What to work on ::
**1.** In the article on Michele Bachmann's campaign launch, how many times did her prepared remarks mention "Iowa"?
**2.** Say whether each statement agrees with the article on Michele Bachmann's campaign launch. Answer yes or no and quote the deciding words. (a) Bachmann gave her speech in Waterloo, Iowa. (b) The Iowa Poll put Bachmann ahead of Mitt Romney. (c) Bachmann announced her candidacy at a New Hampshire presidential debate.
**3.** Resume the article on Michele Bachmann's campaign launch after its final sentence.

Source document ::

····················

Bachmann: 'Iowa roots,' faith drive decision to run for president

Rep. Michele Bachmann (R-Minn.) launched her presidential campaign Monday with an emphasis on her Iowa roots and religion. 

Bachmann drew on her background as a native Iowan and as an evangelical Christian in a speech Monday in Waterloo, Iowa, where she said Americans "can't afford four more years of Barack Obama."

ADVERTISEMENT
The speech, on the footsteps of the historic Snowden House, heaped praise upon Iowans and served bread-and-butter conservatism.

"This is where my Iowa roots were firmly planted. And it's these Iowa roots and this faith in God that guide me today," she said. 

In her speech, Bachmann cast herself as the best candidate to unite Republicans and take on President Obama in 2012. She said she would unite fiscal conservatives, social conservatives and Tea Party conservatives; Bachmann said she considered herself each of those types. 

She dismissed the notion that she was pursuing the Republican nomination out of self-interest, a day after she faced a controversial question about whether she is a "flake."

"Now I seek the presidency — not for vanity, but because America is at a crucial moment," she said. 

The speech was heavy on down-home themes for Iowa's voters, a clear signal that Bachmann will make an aggressive play in the state that hosts the first nominating contest of the 2012 cycle. Her prepared remarks mentioned "Iowa" 12 times, and she strayed significantly from those prepared remarks to insert more references to the state and town in which she was raised through the sixth grade. 

ADVERTISEMENT
The speech was clearly intended to capture momentum suggested by a poll showing the three-term congresswoman was a front-running candidate in Iowa's caucuses next year. Twenty-two percent of likely Republican caucus-goers named Bachmann as their top choice in a nominee in the first edition of the Iowa Poll, published Sunday in The Des Moines Register. That puts her only one point behind former Massachusetts Gov. Mitt Romney (R), who's not likely to compete aggressively in Iowa, and ahead of a number of candidates who have put more effort into courting the state's voters. 

Her entry into the race comes after months of public flirtation with running; she announced her candidacy at a New Hampshire presidential debate earlier this month, thereby stealing some of the spotlight from other debate participants.

The Obama campaign reacted to Bachmann's announcement by labeling her a candidate that "would erode the path to prosperity for middle class families."

"She voted for a budget plan that would extend tax cuts for the richest Americans on the backs of seniors and the middle class while ending Medicare as we know it," said campaign spokesman Ben LaBolt. "Congresswoman Bachmann introduced legislation to repeal Wall Street oversight – risking a repeat of the financial crisis -- and while she voted to preserve subsidies for oil and gas companies she opposes making the investments necessary to enhance America’s competitiveness and create the jobs of the future.”

····················

Data for analysis ::

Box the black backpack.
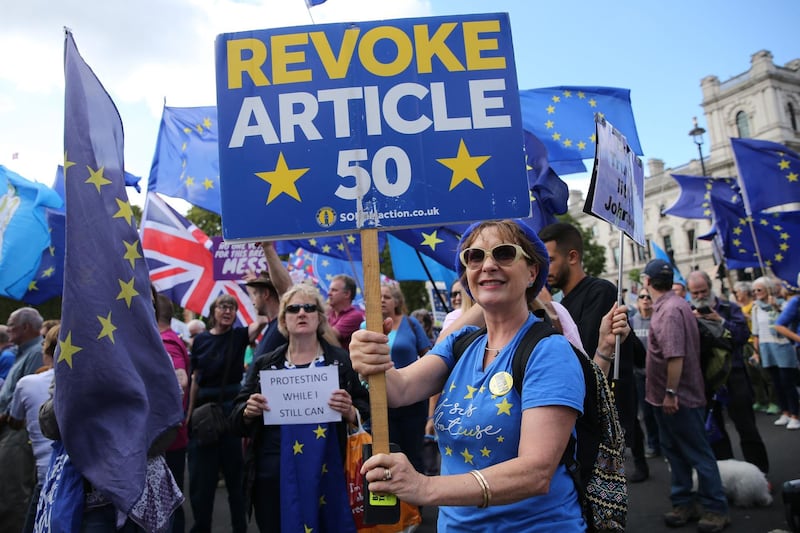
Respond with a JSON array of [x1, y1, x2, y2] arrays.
[[697, 302, 733, 397], [453, 317, 628, 533]]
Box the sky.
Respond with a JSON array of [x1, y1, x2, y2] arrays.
[[0, 0, 800, 211]]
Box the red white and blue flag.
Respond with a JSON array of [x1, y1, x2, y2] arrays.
[[141, 192, 256, 324]]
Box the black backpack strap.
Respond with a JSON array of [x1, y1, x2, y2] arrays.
[[453, 328, 486, 366]]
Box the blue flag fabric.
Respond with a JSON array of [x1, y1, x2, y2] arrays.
[[22, 209, 65, 305], [731, 139, 800, 213], [147, 106, 222, 214], [391, 224, 468, 268], [524, 131, 569, 232], [664, 174, 742, 219], [711, 198, 800, 283], [287, 248, 364, 308], [0, 165, 62, 300], [519, 86, 642, 165], [388, 234, 457, 287], [281, 422, 356, 533], [650, 241, 686, 287], [55, 30, 183, 514]]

····················

Answer section ::
**1.** 12 times.

**2.**
(a) Yes: "in a speech Monday in Waterloo, Iowa"
(b) No: "That puts her only one point behind former Massachusetts Gov. Mitt Romney (R)"
(c) Yes: "she announced her candidacy at a New Hampshire presidential debate earlier this month"

**3.**
Bachmann's strategy now will likely focus on building off her base of Tea Party supporters, whom she's assiduously courted over the past year, in part by founding the Congressional Tea Party Caucus. But she faces a challenge in expanding support beyond her niche of conservative activists, and gaining broader appeal among mainstream Republican voters. 

The Tea Party is not a "fringe" movement, Bachmann said in casting herself as a firmly mainstream Republican. 

"I am here in Waterloo, Iowa to announce today: We can win in 2012 and we will. Our voice has been growing louder and stronger. And it is made up of Americans from all walks of life like a three-legged stool," she said. "It's the peace through strength Republicans, and I'm one of them, it's fiscal conservatives, and I'm one of them, and it's social conservatives, and I'm one of them. It's the Tea Party movement and I'm one of them."

ADVERTISEMENT
Her campaign also clearly will make a play for Iowa's numerous social conservative voters. Bachmann made frequent reference to faith and religion — she is an evangelical Christian — during the roughly half-hour speech. She quoted scripture toward the end of her announcement speech, and attributed her decision to run to thanks for blessings she had received "both from God and from this great country."

Following her announcement, Bachmann will look to carry that momentum to New Hampshire and South Carolina, the two states that follow Iowa on the primary calendar, with events there in Tuesday and Wednesday, respectively. 

But Bachmann's momentum could still be stymied by some of the late entries into the race. The popular assumption is that if former Alaska Gov. Sarah Palin (R) — who endorsed Bachmann for Congress last year — were to enter the race, the two would vie for the same voters. (Bachmann's said that Palin's decision whether to run wouldn't affect hers.) Other late contenders like Texas Gov. Rick Perry (R) also threaten to sap some momentum from Bachmann's candidacy, especially with Tea Party supporters. 

Palin will be in Iowa on Tuesday to screen a new biographic movie, "The Undefeated" about herself.

Updated 12:49 p.m.

More in Presidential races

Palin 'interested' in 2016 run

Read more »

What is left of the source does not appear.